:: EXTRACTED TEXT ::
= = = =
Florida has one of the largest concentrations of sharks in the world, with sharks present year-round. The Sunshine State is known to have tiger sharks, great hammerheads, bulls, scalloped hammerheads, lemons, sandbars, reefs, black tips, makos, duskys and silky sharks either visiting or resident in its waters. Depending on the time of year many of these species can be seen on dive sites off of its Atlantic coast near Jupiter, earning it a reputation as one of the USA’s top shark diving spots.

Jupiter gained global notoriety for its annual lemon shark aggregation after featuring on BBC’s “Blue Planet 2”.  Every year from December to late March lemon sharks follow the nutrient-rich Gulf Stream sweeping up Florida’s Atlantic coast.  It is thought that they congregate near the coast here to mate and subsequently return to the mangroves of the Bahamas to give birth.  Researchers actively documenting the aggregation have discovered that in addition to the lemon sharks, blacktips migrate in their thousands just offshore during winter.  Given this abundance of life, it’s not surprising that divers and shark lovers gather here to witness these amazing creatures up close.

Sadly sharks are fished both commercially and recreationally from the Florida coast to the waters of the Bahamas.  Getting people to view sharks as more valuable alive than dead is a major part of the conservation focus in Jupiter.  Several local eco-tourism companies offer shark tours catering to divers, snorkelers and those wishing to view sharks from the comfort of a boat.  With three international airports within driving distance and less than a 45 minute boat ride to most sites, if you want to get in the water and swim with sharks, this seems one of the easiest and most accessible ways to do it.

Recently Mike and I were fortunate enough to be transiting through Miami and thought it would be a great opportunity to delay our onward travel a few days to experience this amazing event.  After a bit of research on the various dive and tour operators, we booked a snorkel trip with  Choosing to snorkel meant we could have good in-water interaction without any cages and also be able to fly out the next day without any offgassing concerns.  This option also means families with non-divers have the opportunity to share the same experience.

We headed over to the marina on a sunny yet pleasantly cool morning to meet with our captain and other shark enthusiasts.  With a stunning view of the Jupiter lighthouse across the waterway we were met by our friendly and efficient boat captain as the crew prepared our boat with supplies and introduced us to each other.  Having signed in and completed the necessary paperwork, we split into 2 groups of 6 to keep the group sizes small.  The boats were comfortable and fast and we enjoyed the cruise out of the Jupiter inlet and into the slight swell.

In under 30 minutes we were about 4 miles offshore at a site known for regular lemon and bull shark sightings.  In fact, the company has nicknamed it “Lemon Drop” for its predictability. Our three crew consisted of the Captain, our in water guide and shark specialist and a second in water safety freediver, all very knowledgable and enthusiastic!  On the way we were briefed on the boat safety features, what to expect on the upcoming experience and good in-water etiquette to keep both the sharks and ourselves happy.

We had expected to be waiting a while for the sharks to come in and investigate the boat, but less than 5 minutes after we arrived the first bull sharks were spotted below the surface, quickly followed by the call of “Lemon shark!”  We donned our fins and masks and slipped into the water along a buoy line to join our toothy friends and get a better look.  Our guide expertly drew the sharks towards us with a baited milk crate while also supervising the group, and we were soon totally absorbed watching a 3m long lemon shark and 15 or more bull sharks circling below and coming in for close passes.
= = = =
:: SUPPLIED RECORDS ::
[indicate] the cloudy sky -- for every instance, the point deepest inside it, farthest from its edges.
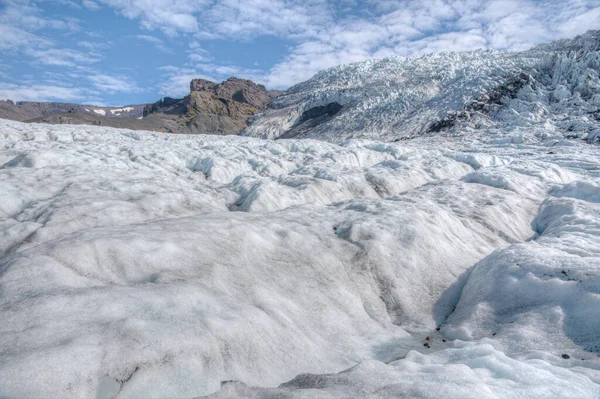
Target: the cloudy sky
(117, 52)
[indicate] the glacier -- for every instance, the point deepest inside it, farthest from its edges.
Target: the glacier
(556, 85)
(382, 260)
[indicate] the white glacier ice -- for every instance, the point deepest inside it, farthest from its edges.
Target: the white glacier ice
(460, 263)
(137, 264)
(555, 85)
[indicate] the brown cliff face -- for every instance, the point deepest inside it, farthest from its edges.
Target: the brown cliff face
(210, 108)
(215, 108)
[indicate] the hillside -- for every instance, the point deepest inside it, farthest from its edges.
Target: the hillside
(453, 252)
(556, 85)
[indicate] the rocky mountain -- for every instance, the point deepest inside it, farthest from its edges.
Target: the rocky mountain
(210, 108)
(25, 111)
(214, 108)
(395, 98)
(462, 262)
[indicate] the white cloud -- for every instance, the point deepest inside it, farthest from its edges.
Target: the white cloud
(113, 84)
(159, 44)
(413, 28)
(90, 5)
(63, 57)
(36, 92)
(14, 38)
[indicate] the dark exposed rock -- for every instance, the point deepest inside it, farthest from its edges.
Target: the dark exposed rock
(315, 112)
(483, 104)
(214, 108)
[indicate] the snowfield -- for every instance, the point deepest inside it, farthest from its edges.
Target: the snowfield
(556, 85)
(138, 264)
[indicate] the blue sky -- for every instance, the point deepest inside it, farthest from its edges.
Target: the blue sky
(117, 52)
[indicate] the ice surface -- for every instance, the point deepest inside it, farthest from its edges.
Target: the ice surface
(556, 86)
(138, 264)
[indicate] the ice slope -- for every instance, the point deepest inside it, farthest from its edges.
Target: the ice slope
(552, 86)
(136, 264)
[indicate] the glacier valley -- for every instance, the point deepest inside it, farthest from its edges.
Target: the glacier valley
(461, 262)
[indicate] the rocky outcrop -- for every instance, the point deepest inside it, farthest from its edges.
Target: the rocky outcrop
(210, 108)
(214, 108)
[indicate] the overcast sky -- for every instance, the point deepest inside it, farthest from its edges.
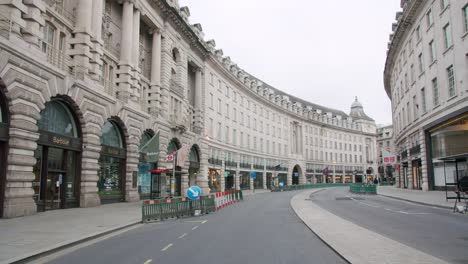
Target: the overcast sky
(326, 52)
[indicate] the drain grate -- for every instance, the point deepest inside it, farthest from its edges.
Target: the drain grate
(343, 198)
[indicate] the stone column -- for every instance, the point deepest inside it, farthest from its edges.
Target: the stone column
(131, 193)
(135, 89)
(125, 64)
(198, 101)
(22, 144)
(34, 22)
(155, 88)
(82, 40)
(425, 178)
(96, 50)
(223, 180)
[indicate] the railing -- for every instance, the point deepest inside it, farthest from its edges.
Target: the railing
(415, 150)
(177, 207)
(363, 188)
(306, 186)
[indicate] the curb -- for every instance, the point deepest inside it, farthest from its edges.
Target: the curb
(61, 246)
(416, 202)
(320, 238)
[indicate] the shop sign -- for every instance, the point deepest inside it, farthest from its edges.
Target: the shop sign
(111, 151)
(55, 140)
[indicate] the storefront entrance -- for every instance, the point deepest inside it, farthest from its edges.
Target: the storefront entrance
(58, 159)
(112, 162)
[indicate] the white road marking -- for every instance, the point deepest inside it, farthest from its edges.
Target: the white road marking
(371, 205)
(167, 247)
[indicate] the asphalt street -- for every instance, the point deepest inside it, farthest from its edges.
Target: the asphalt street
(435, 231)
(261, 229)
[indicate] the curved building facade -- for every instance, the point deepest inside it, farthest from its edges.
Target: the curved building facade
(426, 78)
(94, 94)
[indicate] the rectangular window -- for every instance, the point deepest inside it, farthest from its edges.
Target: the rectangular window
(234, 136)
(211, 100)
(443, 4)
(415, 107)
(429, 18)
(435, 92)
(218, 136)
(451, 81)
(420, 63)
(432, 51)
(412, 73)
(408, 113)
(465, 16)
(447, 36)
(418, 33)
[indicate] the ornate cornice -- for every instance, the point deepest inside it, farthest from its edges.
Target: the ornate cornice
(404, 24)
(173, 14)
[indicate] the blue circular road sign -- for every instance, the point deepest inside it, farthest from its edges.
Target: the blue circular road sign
(194, 192)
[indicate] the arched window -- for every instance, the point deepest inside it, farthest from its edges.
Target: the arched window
(57, 118)
(111, 135)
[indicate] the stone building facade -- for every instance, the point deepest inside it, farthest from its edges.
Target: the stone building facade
(426, 77)
(94, 94)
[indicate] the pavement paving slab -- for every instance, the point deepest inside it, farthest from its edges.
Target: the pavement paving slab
(33, 235)
(354, 243)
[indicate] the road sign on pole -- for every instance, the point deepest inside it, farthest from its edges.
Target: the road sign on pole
(194, 192)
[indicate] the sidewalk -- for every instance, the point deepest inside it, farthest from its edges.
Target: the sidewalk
(432, 198)
(31, 235)
(354, 243)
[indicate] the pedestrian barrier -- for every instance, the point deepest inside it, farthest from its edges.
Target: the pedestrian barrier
(306, 186)
(363, 188)
(227, 198)
(176, 207)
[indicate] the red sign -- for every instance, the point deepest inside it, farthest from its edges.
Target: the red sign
(159, 171)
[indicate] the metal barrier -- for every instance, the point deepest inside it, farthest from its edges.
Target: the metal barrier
(306, 186)
(177, 207)
(363, 188)
(227, 198)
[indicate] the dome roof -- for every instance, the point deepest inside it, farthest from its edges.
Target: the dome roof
(356, 103)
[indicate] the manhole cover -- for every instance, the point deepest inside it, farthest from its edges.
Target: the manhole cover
(342, 198)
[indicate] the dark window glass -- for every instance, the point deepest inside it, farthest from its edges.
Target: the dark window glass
(56, 118)
(111, 135)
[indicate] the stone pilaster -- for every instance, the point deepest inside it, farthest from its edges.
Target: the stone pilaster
(14, 10)
(425, 176)
(97, 47)
(90, 166)
(34, 22)
(155, 88)
(135, 76)
(198, 101)
(82, 41)
(131, 193)
(22, 143)
(125, 65)
(223, 169)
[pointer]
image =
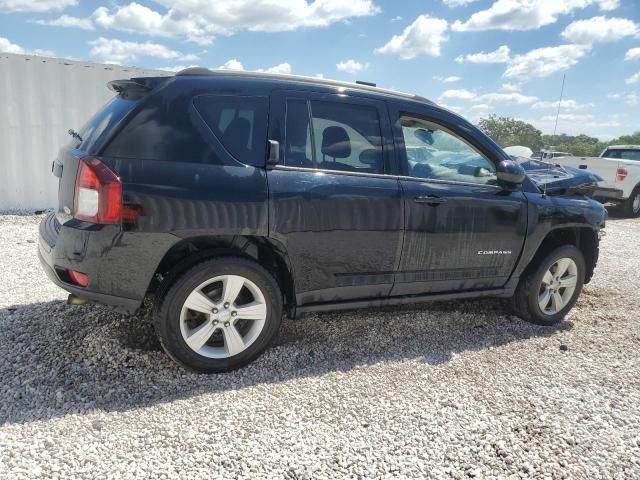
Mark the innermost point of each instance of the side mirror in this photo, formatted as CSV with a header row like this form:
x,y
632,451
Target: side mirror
x,y
510,174
274,153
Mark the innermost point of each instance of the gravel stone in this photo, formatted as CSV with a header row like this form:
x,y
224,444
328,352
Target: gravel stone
x,y
444,390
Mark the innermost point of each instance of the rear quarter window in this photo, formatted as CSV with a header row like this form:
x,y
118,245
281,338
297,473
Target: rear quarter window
x,y
97,128
162,130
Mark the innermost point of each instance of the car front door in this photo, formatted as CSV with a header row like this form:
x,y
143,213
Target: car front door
x,y
462,231
332,205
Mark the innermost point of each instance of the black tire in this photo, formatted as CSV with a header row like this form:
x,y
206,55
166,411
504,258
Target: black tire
x,y
525,300
628,208
168,308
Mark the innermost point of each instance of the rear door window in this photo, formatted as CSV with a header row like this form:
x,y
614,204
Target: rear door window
x,y
239,123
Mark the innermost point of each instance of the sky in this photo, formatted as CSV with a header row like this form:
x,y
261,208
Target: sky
x,y
476,57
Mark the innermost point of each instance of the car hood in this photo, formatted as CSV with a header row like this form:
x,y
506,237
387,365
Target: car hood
x,y
560,180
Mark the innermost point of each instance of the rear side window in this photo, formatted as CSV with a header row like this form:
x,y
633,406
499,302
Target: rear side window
x,y
339,136
163,130
103,121
239,123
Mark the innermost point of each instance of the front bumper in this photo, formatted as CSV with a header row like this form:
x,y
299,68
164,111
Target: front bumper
x,y
608,194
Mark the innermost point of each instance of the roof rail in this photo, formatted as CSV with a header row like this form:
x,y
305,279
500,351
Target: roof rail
x,y
371,87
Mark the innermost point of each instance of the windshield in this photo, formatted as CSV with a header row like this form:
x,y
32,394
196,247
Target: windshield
x,y
623,153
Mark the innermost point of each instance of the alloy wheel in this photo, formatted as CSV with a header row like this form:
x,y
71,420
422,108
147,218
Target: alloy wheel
x,y
558,286
223,316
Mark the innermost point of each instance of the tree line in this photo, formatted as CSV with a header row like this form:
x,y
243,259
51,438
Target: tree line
x,y
507,131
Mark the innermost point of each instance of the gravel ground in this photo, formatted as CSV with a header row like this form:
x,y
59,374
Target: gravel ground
x,y
443,390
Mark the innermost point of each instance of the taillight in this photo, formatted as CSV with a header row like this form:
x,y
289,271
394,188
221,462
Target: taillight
x,y
98,196
621,174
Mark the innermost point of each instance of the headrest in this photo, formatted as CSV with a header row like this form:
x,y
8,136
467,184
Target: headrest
x,y
371,156
238,131
335,142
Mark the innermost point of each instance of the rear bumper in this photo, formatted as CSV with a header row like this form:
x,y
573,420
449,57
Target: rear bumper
x,y
121,304
61,247
608,194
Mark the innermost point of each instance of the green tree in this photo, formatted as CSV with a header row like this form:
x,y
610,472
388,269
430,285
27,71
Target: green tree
x,y
507,132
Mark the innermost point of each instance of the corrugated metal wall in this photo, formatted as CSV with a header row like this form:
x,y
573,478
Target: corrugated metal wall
x,y
40,99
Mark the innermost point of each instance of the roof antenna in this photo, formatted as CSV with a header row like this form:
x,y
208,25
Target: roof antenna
x,y
555,129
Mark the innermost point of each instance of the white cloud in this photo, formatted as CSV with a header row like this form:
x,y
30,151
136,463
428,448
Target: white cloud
x,y
201,20
282,68
8,47
600,29
633,54
566,105
496,98
449,79
542,62
351,66
68,21
34,5
457,3
525,14
117,51
633,79
424,36
630,98
232,64
501,55
511,87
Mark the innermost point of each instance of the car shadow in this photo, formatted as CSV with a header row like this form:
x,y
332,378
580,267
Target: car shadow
x,y
59,360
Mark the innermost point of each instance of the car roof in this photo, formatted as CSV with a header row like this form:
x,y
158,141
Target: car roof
x,y
361,86
626,147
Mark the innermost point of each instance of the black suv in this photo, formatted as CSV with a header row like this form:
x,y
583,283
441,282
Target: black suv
x,y
230,199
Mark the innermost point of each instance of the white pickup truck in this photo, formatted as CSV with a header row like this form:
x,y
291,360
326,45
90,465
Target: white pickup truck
x,y
619,166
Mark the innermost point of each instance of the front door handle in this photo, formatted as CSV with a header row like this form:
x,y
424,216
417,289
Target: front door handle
x,y
432,200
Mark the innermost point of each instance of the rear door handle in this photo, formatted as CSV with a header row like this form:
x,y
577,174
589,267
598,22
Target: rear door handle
x,y
430,200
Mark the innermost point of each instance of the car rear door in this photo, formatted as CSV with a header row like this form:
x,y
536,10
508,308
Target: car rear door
x,y
462,231
333,206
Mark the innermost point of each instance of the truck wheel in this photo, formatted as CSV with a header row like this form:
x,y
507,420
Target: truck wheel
x,y
631,206
219,315
547,293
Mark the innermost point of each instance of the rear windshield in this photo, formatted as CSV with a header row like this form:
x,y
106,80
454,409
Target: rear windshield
x,y
102,122
623,154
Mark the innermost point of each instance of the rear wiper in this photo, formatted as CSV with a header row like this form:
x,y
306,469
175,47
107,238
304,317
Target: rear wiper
x,y
74,134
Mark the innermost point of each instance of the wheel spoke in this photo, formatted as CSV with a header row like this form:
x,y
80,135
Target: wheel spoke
x,y
563,265
233,341
252,311
231,288
557,302
200,336
199,302
543,299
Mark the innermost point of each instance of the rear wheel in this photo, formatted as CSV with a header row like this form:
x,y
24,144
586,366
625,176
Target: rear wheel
x,y
631,206
547,293
220,315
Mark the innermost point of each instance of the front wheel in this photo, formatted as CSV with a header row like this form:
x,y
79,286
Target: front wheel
x,y
547,293
220,315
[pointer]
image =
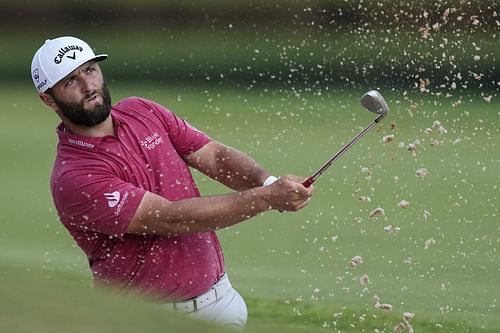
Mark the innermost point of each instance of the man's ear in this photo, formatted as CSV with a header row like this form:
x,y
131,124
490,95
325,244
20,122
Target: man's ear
x,y
48,100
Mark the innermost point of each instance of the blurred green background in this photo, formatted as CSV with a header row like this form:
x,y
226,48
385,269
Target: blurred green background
x,y
281,81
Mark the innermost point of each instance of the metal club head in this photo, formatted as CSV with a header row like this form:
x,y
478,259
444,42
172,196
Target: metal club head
x,y
375,102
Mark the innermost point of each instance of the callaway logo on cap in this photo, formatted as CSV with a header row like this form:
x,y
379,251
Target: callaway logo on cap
x,y
59,57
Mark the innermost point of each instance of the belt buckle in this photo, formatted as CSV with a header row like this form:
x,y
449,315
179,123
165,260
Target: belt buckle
x,y
184,309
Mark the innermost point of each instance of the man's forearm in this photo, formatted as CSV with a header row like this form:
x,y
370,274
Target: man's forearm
x,y
228,166
159,216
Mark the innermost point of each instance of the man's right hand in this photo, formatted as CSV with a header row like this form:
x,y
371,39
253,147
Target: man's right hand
x,y
288,194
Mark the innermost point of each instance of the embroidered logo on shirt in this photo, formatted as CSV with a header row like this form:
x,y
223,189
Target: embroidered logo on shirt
x,y
113,198
151,141
81,143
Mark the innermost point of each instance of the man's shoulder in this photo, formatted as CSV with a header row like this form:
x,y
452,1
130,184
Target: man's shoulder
x,y
135,103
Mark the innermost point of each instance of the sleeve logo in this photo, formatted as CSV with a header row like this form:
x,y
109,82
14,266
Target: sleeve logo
x,y
113,198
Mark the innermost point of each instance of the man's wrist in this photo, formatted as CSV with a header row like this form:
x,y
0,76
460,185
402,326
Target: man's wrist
x,y
269,180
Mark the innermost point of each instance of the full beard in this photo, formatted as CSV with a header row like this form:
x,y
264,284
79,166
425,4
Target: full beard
x,y
80,116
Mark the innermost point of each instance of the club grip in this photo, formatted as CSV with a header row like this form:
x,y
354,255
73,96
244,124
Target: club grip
x,y
308,182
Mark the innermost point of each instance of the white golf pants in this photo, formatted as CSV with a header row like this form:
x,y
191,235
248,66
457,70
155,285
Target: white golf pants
x,y
230,310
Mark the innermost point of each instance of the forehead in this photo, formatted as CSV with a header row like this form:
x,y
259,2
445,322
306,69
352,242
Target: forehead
x,y
76,71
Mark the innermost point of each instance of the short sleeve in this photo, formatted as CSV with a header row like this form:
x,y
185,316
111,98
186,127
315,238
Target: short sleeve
x,y
98,201
184,137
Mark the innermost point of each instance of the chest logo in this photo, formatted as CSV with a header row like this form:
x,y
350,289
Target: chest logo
x,y
113,198
151,141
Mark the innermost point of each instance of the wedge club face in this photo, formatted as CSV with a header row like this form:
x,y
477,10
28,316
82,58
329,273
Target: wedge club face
x,y
375,102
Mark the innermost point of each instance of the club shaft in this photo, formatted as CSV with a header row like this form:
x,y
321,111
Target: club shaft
x,y
337,155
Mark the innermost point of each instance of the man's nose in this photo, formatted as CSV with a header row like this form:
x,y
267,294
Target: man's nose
x,y
86,84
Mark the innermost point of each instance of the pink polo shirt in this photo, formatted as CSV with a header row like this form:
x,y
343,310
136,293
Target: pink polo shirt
x,y
98,183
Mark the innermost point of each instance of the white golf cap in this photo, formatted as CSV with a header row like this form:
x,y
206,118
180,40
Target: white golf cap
x,y
57,58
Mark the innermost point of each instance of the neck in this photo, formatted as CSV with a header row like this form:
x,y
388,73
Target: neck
x,y
103,129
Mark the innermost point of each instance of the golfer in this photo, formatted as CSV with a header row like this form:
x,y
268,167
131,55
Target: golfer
x,y
122,187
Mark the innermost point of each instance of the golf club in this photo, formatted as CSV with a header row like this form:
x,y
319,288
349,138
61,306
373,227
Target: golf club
x,y
374,102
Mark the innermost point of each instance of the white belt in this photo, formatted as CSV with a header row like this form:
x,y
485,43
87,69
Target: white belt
x,y
211,296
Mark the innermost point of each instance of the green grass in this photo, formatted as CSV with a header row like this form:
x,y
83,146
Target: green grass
x,y
293,275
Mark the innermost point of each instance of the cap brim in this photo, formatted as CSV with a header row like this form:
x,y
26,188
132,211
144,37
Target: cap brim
x,y
101,57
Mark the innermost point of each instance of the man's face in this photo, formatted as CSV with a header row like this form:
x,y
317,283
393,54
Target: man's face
x,y
83,97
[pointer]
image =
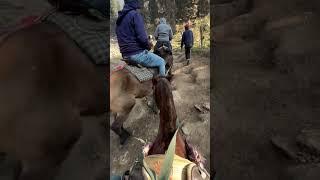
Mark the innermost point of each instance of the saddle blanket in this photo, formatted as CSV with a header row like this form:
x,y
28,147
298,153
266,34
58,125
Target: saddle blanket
x,y
142,74
89,35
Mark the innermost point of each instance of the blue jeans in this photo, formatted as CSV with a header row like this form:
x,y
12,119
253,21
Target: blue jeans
x,y
149,59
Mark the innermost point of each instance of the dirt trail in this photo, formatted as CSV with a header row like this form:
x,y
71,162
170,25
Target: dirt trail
x,y
87,160
191,87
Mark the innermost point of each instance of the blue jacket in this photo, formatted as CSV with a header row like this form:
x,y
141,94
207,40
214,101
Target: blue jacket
x,y
132,37
163,31
187,38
= = = =
Using the Jupiter shark text, decide whether each statement agrees with it, answering yes or no and quoting the words that decide it: (a) Lemon sharks gather off Jupiter from December to late March. (b) The snorkelers were divided into three groups of four. (c) The boat took more than an hour to reach the shark site. Rely only on the Jupiter shark text, not on the lines.

(a) Yes: "Every year from December to late March lemon sharks follow the nutrient-rich Gulf Stream sweeping up Florida’s Atlantic coast."
(b) No: "we split into 2 groups of 6 to keep the group sizes small."
(c) No: "In under 30 minutes we were about 4 miles offshore"